**Short exercise A**. Translate this sentence from the BERT fine-tuning notebook into Spanish: "I would like to check pre-trained roberta and its generated text."
**Short exercise B**. Reproduce word for word the stretch of the BERT fine-tuning notebook from "What do I want" through "fine-tune the model.".

**Quoted text**.
------------------------------------------------

The purpose of this notebook is to finetune BERT model for article spoiling task. <br>
Use the conda env: eda_env

What do I want to do? <br>
I would like to check pre-trained roberta and its generated text. Input should be tokenized. If output will be not maching, then I would like to fine-tune the model.

Problems encountered: <br>
BERT based models can process the ninput of 512 tokens maximum, the average of article body text is ~1600 words

In [1]:
# Data processing
import pandas as pd
import numpy as np

# Visualisation
import matplotlib.pyplot as plt

# BERT model
from transformers import RobertaTokenizer, RobertaForQuestionAnswering,  BertTokenizer, BertModel, logging, RobertaTokenizerFast
import torch
import nltk
from rank_bm25 import BM25Okapi
from nltk.tokenize import word_tokenize
from sklearn.model_selection import train_test_split

  from .autonotebook import tqdm as notebook_tqdm


In [2]:
# VARIABLES
nltk.download('punkt')
RANDOM_STATE = 42 # Random state for reproducibility
logging.set_verbosity_error()

[nltk_data] Downloading package punkt to
[nltk_data]     C:\Users\wojom\AppData\Roaming\nltk_data...
[nltk_data]   Package punkt is already up-to-date!


### Loading data and splitting data.

In [3]:
spoil_df = pd.read_csv("../data/spoiling_data.csv", sep=";")
print(spoil_df.shape)

(4000, 6)


In [4]:
spoil_df.columns

Index(['targetTitle', 'targetParagraphs', 'humanSpoiler', 'spoiler',
       'spoilerPositions', 'tags'],
      dtype='object')

In [5]:
x_train, x_test, y_train, y_test = train_test_split(
    spoil_df.drop(columns=["humanSpoiler", "spoiler"]), 
    spoil_df[["humanSpoiler", "spoiler"]],
    test_size=0.2, 
    random_state=RANDOM_STATE
)

------------------------------------------------

**Record excerpts**.
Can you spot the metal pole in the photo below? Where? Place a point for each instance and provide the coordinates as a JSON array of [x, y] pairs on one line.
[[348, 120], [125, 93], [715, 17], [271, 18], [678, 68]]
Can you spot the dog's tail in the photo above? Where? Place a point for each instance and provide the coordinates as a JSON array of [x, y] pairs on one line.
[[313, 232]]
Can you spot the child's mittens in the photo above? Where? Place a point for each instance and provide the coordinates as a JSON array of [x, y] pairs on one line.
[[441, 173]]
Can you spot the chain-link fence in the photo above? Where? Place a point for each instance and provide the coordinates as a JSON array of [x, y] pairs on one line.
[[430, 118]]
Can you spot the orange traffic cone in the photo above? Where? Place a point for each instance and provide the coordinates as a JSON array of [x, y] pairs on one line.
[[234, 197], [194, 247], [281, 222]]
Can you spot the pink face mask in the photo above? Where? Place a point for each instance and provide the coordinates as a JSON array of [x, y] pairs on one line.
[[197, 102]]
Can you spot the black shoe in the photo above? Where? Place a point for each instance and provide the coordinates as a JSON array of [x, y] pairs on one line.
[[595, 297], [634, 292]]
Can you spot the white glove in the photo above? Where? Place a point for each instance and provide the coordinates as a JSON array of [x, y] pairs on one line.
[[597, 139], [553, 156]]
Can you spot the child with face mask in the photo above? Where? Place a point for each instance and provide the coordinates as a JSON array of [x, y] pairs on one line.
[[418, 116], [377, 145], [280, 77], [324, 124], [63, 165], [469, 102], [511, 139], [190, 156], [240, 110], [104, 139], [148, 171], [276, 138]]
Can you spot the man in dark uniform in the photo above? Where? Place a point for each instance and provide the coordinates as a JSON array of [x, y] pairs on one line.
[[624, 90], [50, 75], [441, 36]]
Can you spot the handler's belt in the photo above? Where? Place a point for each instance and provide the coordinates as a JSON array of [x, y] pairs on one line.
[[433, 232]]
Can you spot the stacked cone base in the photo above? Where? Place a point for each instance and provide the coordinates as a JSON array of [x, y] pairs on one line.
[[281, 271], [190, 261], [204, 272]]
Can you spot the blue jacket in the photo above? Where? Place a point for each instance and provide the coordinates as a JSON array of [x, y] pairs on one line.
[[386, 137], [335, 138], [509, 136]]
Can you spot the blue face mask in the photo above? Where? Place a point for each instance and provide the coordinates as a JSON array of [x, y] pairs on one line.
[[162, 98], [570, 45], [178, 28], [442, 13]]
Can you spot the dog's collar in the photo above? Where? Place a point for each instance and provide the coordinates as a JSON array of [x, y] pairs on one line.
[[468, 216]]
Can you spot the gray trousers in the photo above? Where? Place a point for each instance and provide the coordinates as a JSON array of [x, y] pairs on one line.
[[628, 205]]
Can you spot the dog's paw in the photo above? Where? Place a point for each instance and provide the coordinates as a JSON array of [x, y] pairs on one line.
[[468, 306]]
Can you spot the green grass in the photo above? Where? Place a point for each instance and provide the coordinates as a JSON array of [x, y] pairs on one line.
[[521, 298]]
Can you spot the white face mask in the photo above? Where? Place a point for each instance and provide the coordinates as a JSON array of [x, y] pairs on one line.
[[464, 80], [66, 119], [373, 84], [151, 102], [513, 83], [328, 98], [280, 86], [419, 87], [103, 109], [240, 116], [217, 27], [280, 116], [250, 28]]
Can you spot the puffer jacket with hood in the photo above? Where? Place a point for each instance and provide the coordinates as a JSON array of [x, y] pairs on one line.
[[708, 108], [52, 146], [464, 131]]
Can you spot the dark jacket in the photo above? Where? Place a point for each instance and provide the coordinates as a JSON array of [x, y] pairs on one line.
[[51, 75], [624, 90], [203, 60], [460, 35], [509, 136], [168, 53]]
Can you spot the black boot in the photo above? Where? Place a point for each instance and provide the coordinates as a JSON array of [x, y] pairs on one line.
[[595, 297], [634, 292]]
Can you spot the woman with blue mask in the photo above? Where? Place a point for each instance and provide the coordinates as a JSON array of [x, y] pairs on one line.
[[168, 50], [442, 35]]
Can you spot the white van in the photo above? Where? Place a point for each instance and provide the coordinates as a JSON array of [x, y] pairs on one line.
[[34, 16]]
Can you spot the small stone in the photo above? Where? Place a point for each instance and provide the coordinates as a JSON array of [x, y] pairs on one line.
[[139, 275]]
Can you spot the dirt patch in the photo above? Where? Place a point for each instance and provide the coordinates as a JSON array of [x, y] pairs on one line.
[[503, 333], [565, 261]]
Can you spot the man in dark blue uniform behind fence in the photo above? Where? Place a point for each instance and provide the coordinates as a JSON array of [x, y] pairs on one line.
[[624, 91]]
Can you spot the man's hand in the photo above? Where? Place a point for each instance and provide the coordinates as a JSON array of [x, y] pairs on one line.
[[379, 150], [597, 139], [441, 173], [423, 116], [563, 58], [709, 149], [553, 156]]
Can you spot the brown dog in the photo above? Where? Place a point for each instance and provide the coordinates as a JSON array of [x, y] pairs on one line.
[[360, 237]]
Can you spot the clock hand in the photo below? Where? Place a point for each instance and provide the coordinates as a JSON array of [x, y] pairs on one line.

------------------------------------------------

**Exercise response A**. Me gustaría comprobar el roberta preentrenado y el texto que genera.

**Exercise response B**.
What do I want to do? <br>
I would like to check pre-trained roberta and its generated text. Input should be tokenized. If output will be not maching, then I would like to fine-tune the model.